### Document section

From 7f27d7220d3f900cfa44502fb9de0d6e7ea2fa13 Mon Sep 17 00:00:00 2001
From: MatrixCompSci <wirezapp@gmail.com>
Date: Sun, 12 Apr 2015 11:44:09 -0400
Subject: [PATCH 2/4] Improved readability.

Optimized branching.

Reduced memory overhead.

First tests with dynamic parrallelism failed. I'll try again tomorrow.

Began to diverage from libnabo's default transversal patterns. I'm using my own, as they
seem better for CUDA. This may have a negative impact later on. I don't know yet.

Improved comments.
---
 nabo/cuda/kd_node.cu | 210 +++++++++----------------------------------
 1 file changed, 41 insertions(+), 169 deletions(-)

diff --git a/nabo/cuda/kd_node.cu b/nabo/cuda/kd_node.cu
index 4100f65..4cb3ac3 100644
--- a/nabo/cuda/kd_node.cu
+++ b/nabo/cuda/kd_node.cu
@@ -136,10 +136,9 @@ __device__ unsigned int nodeMinor(int cd, point q, point p)
 }
 //Implementation details: http://on-demand.gputechconf.com/gtc/2012/presentations/S0079-Warped-Parallel-Nearest-Neighbor-Searches-Using-KD-Trees.pdf
 __device__ void recursive_warp_search(const indx static_data, const point query_point,  unsigned int _Mask, heap *output, 
-					uint *stackpointer, stack_entry *stack, stack_entry *s)
+					uint stackpointer, stack_entry *stack, stack_entry *s)

### Required work
• A. In the CUDA patch above, list every parameter name in the signature of recursive_warp_search.
• B. Translate this sentence from the CUDA patch above into Spanish: "This may have a negative impact later on."
• C. Write the next lines of the CUDA kd-tree patch above, picking up after its last line.
The entries that follow are separate material and are not part of the CUDA patch above.

### Records provided
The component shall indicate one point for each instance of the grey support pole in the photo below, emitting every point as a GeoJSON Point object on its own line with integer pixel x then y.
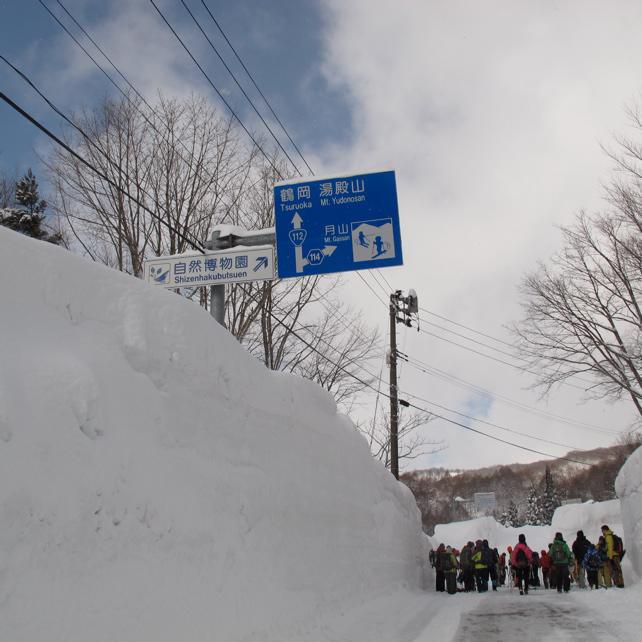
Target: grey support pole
{"type": "Point", "coordinates": [217, 303]}
{"type": "Point", "coordinates": [217, 242]}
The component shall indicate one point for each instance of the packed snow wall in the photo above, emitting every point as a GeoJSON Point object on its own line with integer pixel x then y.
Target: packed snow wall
{"type": "Point", "coordinates": [158, 483]}
{"type": "Point", "coordinates": [567, 519]}
{"type": "Point", "coordinates": [628, 486]}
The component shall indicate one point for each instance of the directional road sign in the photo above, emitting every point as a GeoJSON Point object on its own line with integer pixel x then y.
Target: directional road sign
{"type": "Point", "coordinates": [212, 268]}
{"type": "Point", "coordinates": [337, 224]}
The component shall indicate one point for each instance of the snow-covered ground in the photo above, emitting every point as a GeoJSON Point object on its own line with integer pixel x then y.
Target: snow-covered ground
{"type": "Point", "coordinates": [159, 484]}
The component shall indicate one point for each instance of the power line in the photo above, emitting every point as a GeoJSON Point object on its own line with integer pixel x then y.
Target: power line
{"type": "Point", "coordinates": [195, 244]}
{"type": "Point", "coordinates": [220, 95]}
{"type": "Point", "coordinates": [506, 363]}
{"type": "Point", "coordinates": [256, 86]}
{"type": "Point", "coordinates": [430, 412]}
{"type": "Point", "coordinates": [46, 131]}
{"type": "Point", "coordinates": [278, 142]}
{"type": "Point", "coordinates": [436, 372]}
{"type": "Point", "coordinates": [135, 105]}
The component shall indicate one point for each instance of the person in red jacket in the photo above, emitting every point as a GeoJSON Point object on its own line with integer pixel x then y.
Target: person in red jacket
{"type": "Point", "coordinates": [546, 562]}
{"type": "Point", "coordinates": [521, 560]}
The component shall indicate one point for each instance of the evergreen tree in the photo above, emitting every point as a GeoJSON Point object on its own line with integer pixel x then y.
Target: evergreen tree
{"type": "Point", "coordinates": [27, 194]}
{"type": "Point", "coordinates": [510, 517]}
{"type": "Point", "coordinates": [29, 215]}
{"type": "Point", "coordinates": [550, 498]}
{"type": "Point", "coordinates": [534, 513]}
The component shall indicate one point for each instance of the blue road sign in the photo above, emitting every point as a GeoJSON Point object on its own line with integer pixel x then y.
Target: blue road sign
{"type": "Point", "coordinates": [337, 224]}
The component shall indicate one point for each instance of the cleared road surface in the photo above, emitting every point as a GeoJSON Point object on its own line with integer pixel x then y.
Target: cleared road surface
{"type": "Point", "coordinates": [545, 616]}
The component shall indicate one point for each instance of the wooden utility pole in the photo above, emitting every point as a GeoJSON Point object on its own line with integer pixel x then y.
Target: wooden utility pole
{"type": "Point", "coordinates": [401, 310]}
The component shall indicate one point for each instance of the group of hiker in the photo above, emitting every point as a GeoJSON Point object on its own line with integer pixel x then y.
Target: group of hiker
{"type": "Point", "coordinates": [477, 564]}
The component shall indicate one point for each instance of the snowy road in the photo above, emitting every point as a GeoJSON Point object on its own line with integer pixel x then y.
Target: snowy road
{"type": "Point", "coordinates": [541, 615]}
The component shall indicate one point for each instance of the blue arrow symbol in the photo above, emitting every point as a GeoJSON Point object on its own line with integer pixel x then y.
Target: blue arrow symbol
{"type": "Point", "coordinates": [261, 263]}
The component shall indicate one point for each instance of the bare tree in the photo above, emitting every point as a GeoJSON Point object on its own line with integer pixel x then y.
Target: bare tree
{"type": "Point", "coordinates": [412, 444]}
{"type": "Point", "coordinates": [182, 161]}
{"type": "Point", "coordinates": [583, 312]}
{"type": "Point", "coordinates": [7, 192]}
{"type": "Point", "coordinates": [187, 164]}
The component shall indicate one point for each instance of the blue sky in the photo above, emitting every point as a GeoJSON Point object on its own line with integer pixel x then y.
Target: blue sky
{"type": "Point", "coordinates": [493, 115]}
{"type": "Point", "coordinates": [280, 42]}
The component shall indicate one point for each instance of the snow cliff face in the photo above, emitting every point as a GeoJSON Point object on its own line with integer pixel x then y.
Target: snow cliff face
{"type": "Point", "coordinates": [628, 486]}
{"type": "Point", "coordinates": [157, 482]}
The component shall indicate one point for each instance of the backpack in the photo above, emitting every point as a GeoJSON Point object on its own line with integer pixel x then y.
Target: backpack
{"type": "Point", "coordinates": [592, 560]}
{"type": "Point", "coordinates": [618, 546]}
{"type": "Point", "coordinates": [521, 559]}
{"type": "Point", "coordinates": [558, 554]}
{"type": "Point", "coordinates": [446, 562]}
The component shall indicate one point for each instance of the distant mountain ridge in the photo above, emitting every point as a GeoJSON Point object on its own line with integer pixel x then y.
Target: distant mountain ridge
{"type": "Point", "coordinates": [435, 489]}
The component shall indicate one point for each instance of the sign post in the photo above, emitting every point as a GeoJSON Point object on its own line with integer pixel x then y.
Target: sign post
{"type": "Point", "coordinates": [337, 224]}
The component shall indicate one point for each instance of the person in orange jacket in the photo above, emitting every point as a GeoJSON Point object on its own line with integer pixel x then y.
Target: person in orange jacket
{"type": "Point", "coordinates": [521, 561]}
{"type": "Point", "coordinates": [546, 562]}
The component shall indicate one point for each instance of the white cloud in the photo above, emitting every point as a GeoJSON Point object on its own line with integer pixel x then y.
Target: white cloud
{"type": "Point", "coordinates": [492, 114]}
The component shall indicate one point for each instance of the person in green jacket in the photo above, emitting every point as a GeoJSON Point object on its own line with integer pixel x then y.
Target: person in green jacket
{"type": "Point", "coordinates": [561, 557]}
{"type": "Point", "coordinates": [614, 559]}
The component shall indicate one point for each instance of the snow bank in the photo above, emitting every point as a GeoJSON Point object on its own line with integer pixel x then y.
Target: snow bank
{"type": "Point", "coordinates": [628, 486]}
{"type": "Point", "coordinates": [567, 519]}
{"type": "Point", "coordinates": [158, 483]}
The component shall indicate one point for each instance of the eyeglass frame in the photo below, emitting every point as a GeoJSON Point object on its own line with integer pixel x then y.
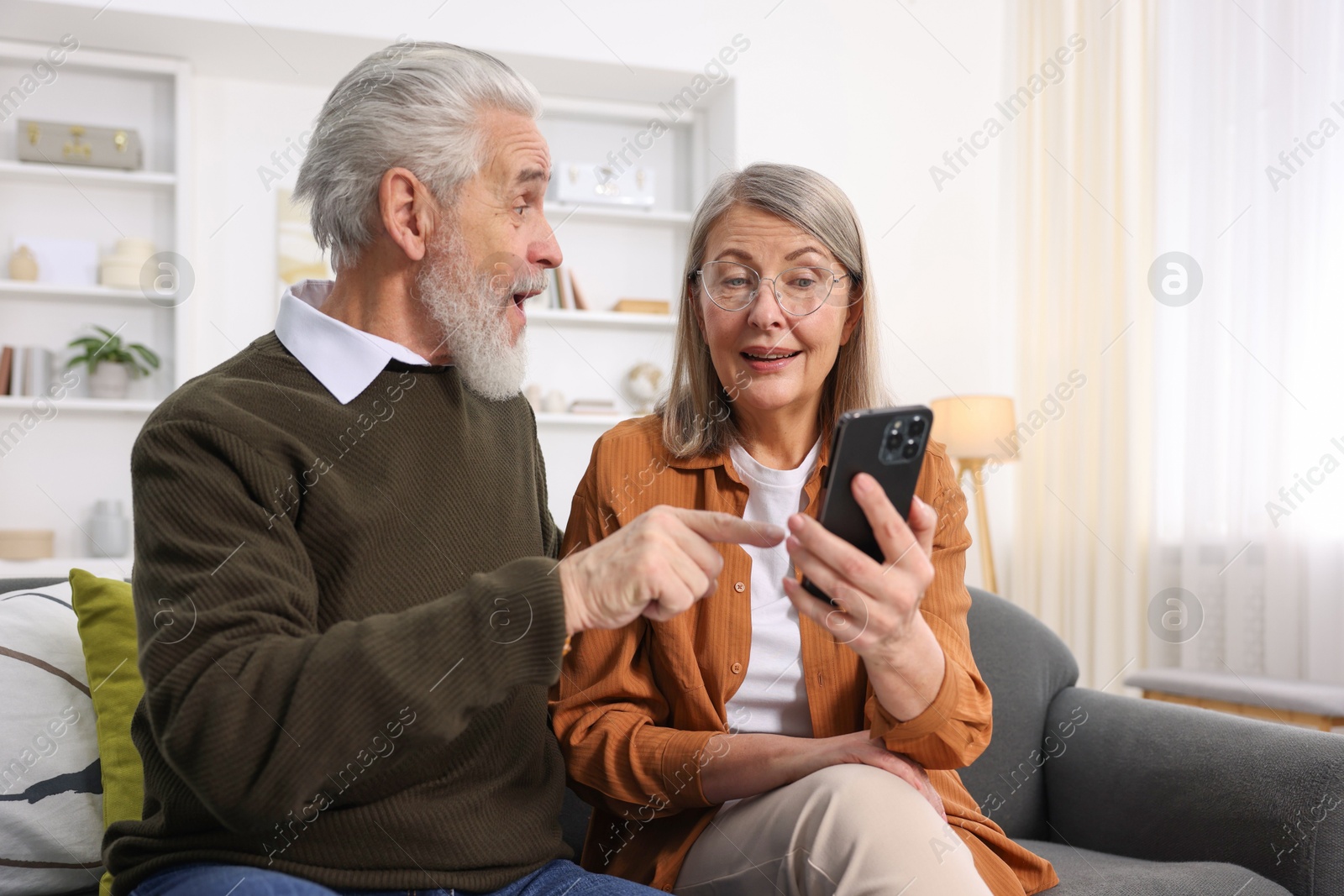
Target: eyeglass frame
{"type": "Point", "coordinates": [761, 281]}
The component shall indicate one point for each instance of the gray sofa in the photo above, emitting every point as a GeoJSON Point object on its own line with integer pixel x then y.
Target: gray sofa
{"type": "Point", "coordinates": [1132, 797]}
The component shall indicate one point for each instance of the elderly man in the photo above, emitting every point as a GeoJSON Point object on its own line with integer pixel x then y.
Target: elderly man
{"type": "Point", "coordinates": [353, 512]}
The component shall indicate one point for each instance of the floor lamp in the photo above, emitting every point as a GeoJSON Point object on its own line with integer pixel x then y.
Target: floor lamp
{"type": "Point", "coordinates": [976, 429]}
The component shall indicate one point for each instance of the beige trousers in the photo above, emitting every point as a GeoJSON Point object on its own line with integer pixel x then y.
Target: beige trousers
{"type": "Point", "coordinates": [846, 831]}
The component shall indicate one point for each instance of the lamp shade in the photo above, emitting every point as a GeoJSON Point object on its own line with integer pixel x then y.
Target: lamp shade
{"type": "Point", "coordinates": [974, 426]}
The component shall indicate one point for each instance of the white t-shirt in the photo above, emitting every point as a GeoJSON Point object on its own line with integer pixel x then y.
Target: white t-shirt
{"type": "Point", "coordinates": [773, 698]}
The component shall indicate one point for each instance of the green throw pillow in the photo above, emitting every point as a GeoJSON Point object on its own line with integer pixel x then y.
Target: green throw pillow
{"type": "Point", "coordinates": [108, 634]}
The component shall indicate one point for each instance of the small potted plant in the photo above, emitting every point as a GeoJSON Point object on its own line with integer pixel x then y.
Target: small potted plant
{"type": "Point", "coordinates": [112, 363]}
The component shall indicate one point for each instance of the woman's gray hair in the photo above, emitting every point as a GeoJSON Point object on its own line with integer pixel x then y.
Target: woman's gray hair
{"type": "Point", "coordinates": [698, 410]}
{"type": "Point", "coordinates": [416, 107]}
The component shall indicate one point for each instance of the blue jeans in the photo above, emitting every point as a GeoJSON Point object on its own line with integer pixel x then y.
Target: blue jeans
{"type": "Point", "coordinates": [558, 878]}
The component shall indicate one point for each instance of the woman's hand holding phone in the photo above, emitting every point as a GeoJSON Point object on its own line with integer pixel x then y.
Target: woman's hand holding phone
{"type": "Point", "coordinates": [877, 611]}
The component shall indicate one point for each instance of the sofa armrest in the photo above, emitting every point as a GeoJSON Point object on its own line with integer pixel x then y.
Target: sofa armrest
{"type": "Point", "coordinates": [1176, 783]}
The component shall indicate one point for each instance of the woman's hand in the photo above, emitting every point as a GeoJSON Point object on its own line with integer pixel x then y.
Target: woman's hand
{"type": "Point", "coordinates": [745, 765]}
{"type": "Point", "coordinates": [878, 604]}
{"type": "Point", "coordinates": [860, 747]}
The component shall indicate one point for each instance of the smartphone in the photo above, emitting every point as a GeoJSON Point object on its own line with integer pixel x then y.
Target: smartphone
{"type": "Point", "coordinates": [887, 443]}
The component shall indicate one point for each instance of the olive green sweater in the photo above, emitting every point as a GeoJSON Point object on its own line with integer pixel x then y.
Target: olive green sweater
{"type": "Point", "coordinates": [349, 621]}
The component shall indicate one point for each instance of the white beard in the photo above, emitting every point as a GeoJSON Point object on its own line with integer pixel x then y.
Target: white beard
{"type": "Point", "coordinates": [472, 308]}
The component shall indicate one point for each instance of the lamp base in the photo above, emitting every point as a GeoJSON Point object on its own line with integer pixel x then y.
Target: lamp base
{"type": "Point", "coordinates": [976, 465]}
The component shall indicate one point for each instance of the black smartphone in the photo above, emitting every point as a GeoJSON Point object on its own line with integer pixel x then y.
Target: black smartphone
{"type": "Point", "coordinates": [887, 443]}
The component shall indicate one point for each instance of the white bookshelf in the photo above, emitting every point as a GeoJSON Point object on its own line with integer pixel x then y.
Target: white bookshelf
{"type": "Point", "coordinates": [612, 320]}
{"type": "Point", "coordinates": [82, 405]}
{"type": "Point", "coordinates": [78, 175]}
{"type": "Point", "coordinates": [58, 456]}
{"type": "Point", "coordinates": [22, 289]}
{"type": "Point", "coordinates": [615, 253]}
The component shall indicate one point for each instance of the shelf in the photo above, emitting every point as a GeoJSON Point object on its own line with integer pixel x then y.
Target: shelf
{"type": "Point", "coordinates": [605, 421]}
{"type": "Point", "coordinates": [29, 289]}
{"type": "Point", "coordinates": [617, 320]}
{"type": "Point", "coordinates": [555, 212]}
{"type": "Point", "coordinates": [60, 567]}
{"type": "Point", "coordinates": [93, 405]}
{"type": "Point", "coordinates": [87, 175]}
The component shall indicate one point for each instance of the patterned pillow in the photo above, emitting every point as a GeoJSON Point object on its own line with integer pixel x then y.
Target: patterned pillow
{"type": "Point", "coordinates": [50, 778]}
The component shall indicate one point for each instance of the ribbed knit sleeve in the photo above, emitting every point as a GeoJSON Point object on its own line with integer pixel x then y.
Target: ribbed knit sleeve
{"type": "Point", "coordinates": [954, 728]}
{"type": "Point", "coordinates": [260, 701]}
{"type": "Point", "coordinates": [608, 712]}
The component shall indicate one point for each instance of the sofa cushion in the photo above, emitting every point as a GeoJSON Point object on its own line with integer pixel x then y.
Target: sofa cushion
{"type": "Point", "coordinates": [108, 636]}
{"type": "Point", "coordinates": [1025, 665]}
{"type": "Point", "coordinates": [1084, 872]}
{"type": "Point", "coordinates": [50, 783]}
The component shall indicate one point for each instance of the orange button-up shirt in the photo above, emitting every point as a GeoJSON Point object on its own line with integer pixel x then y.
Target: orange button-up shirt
{"type": "Point", "coordinates": [635, 708]}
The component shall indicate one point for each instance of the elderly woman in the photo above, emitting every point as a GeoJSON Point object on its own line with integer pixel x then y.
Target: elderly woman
{"type": "Point", "coordinates": [764, 739]}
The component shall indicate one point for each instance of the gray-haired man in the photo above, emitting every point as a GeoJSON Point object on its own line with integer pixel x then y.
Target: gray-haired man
{"type": "Point", "coordinates": [354, 510]}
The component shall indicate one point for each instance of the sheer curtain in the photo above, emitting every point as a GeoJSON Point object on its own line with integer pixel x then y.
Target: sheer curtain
{"type": "Point", "coordinates": [1079, 230]}
{"type": "Point", "coordinates": [1249, 375]}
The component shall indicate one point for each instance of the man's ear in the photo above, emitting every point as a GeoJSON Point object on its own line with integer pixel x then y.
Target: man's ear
{"type": "Point", "coordinates": [696, 311]}
{"type": "Point", "coordinates": [851, 317]}
{"type": "Point", "coordinates": [407, 211]}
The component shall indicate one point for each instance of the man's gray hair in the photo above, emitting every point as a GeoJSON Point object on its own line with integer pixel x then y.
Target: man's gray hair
{"type": "Point", "coordinates": [414, 107]}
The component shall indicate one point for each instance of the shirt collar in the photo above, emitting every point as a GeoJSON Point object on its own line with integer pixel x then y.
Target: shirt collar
{"type": "Point", "coordinates": [343, 359]}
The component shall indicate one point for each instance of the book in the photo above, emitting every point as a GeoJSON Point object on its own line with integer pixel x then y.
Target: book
{"type": "Point", "coordinates": [580, 302]}
{"type": "Point", "coordinates": [37, 374]}
{"type": "Point", "coordinates": [561, 293]}
{"type": "Point", "coordinates": [643, 307]}
{"type": "Point", "coordinates": [591, 406]}
{"type": "Point", "coordinates": [19, 371]}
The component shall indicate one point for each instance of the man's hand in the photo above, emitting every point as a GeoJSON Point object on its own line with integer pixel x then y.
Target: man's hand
{"type": "Point", "coordinates": [658, 566]}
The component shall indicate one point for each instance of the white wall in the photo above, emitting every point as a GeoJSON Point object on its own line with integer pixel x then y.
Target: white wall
{"type": "Point", "coordinates": [889, 86]}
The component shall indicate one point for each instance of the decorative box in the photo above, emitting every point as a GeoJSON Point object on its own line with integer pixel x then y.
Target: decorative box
{"type": "Point", "coordinates": [66, 144]}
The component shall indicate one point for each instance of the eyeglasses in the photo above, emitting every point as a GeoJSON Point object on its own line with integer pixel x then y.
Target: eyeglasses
{"type": "Point", "coordinates": [800, 291]}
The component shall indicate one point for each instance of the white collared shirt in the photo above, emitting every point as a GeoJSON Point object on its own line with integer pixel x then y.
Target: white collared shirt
{"type": "Point", "coordinates": [343, 359]}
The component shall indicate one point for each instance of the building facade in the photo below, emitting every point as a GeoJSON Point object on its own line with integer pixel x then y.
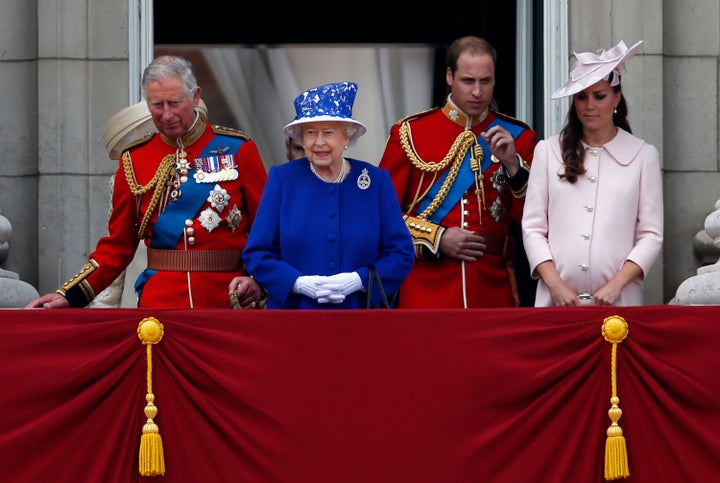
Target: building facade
{"type": "Point", "coordinates": [67, 67]}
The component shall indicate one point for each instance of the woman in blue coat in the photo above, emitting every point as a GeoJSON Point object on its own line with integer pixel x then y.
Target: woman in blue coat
{"type": "Point", "coordinates": [325, 219]}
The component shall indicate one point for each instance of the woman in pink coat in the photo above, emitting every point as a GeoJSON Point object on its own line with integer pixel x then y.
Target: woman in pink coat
{"type": "Point", "coordinates": [593, 218]}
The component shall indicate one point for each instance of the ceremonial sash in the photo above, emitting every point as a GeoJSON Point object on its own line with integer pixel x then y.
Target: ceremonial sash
{"type": "Point", "coordinates": [170, 224]}
{"type": "Point", "coordinates": [465, 177]}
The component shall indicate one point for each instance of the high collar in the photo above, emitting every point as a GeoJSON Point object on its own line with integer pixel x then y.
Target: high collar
{"type": "Point", "coordinates": [190, 137]}
{"type": "Point", "coordinates": [454, 113]}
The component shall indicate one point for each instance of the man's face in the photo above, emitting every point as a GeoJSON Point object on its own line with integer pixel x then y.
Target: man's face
{"type": "Point", "coordinates": [472, 85]}
{"type": "Point", "coordinates": [173, 112]}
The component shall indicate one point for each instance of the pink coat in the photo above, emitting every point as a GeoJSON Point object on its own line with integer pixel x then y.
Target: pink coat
{"type": "Point", "coordinates": [613, 213]}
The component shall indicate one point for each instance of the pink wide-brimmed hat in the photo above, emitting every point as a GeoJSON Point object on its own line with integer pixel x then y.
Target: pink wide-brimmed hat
{"type": "Point", "coordinates": [590, 68]}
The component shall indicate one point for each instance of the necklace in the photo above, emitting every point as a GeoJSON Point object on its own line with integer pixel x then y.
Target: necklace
{"type": "Point", "coordinates": [341, 174]}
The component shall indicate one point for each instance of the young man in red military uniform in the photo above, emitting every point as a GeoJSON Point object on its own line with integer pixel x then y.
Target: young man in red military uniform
{"type": "Point", "coordinates": [460, 173]}
{"type": "Point", "coordinates": [190, 192]}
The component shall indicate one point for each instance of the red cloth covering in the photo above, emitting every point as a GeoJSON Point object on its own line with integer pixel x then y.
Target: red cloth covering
{"type": "Point", "coordinates": [436, 396]}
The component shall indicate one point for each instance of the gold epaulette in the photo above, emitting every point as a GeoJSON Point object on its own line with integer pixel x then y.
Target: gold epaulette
{"type": "Point", "coordinates": [228, 131]}
{"type": "Point", "coordinates": [424, 233]}
{"type": "Point", "coordinates": [511, 119]}
{"type": "Point", "coordinates": [417, 115]}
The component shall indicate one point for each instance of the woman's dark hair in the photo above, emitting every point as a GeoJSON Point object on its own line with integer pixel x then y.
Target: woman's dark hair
{"type": "Point", "coordinates": [570, 145]}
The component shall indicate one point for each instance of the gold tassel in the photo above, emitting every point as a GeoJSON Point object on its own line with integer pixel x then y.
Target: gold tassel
{"type": "Point", "coordinates": [615, 330]}
{"type": "Point", "coordinates": [152, 461]}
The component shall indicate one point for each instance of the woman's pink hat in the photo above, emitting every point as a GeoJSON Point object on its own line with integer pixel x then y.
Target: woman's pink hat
{"type": "Point", "coordinates": [590, 68]}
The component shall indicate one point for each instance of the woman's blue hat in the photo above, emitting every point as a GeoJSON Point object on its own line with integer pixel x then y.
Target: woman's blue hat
{"type": "Point", "coordinates": [328, 102]}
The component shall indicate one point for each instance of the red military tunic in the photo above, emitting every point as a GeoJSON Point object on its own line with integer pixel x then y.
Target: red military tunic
{"type": "Point", "coordinates": [437, 281]}
{"type": "Point", "coordinates": [214, 228]}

### Outputs
• A. static_data, query_point, _Mask, output, stackpointer, stack, s

• B. Esto puede tener un impacto negativo más adelante.

• C.
 {
-	//Go up one
-	--stackpointer;
+	stackpointer--;
 	const size_t n = s->n;
 	const kd_node node = static_data.nodes[n];
 	const int cd = node.cutVal;
@@ -161,182 +160,56 @@ __device__ void recursive_warp_search(const indx static_data, const point query_
 		output->entries = heapHeadReplace(output->entries, index, dist, K_size);output->current_count++;}
 		// look for recursion
 	//Let the warp group decide which way we want to travel next
-	_Mask = _Mask & __ballot(withinBounds(cd, query_point,p,heapHeadValue(output->entries), max_rad, max_error));
+	_Mask = _Mask & __ballot(nodeMinor(cd, query_point,p));
 	
-	//This is going to be a very large amount of nested if statements o.O Luckily nvcc cleans it up a lot :D I'll eventually make it look nicer here as well
-
-	//Did we go through the first branch?
-	bool check = false;
-	//If the group decided to travel off side first, continue
-	if(_Mask!=0)
+	
+	//If side >= 0, then we branch right first
+	if(_Mask)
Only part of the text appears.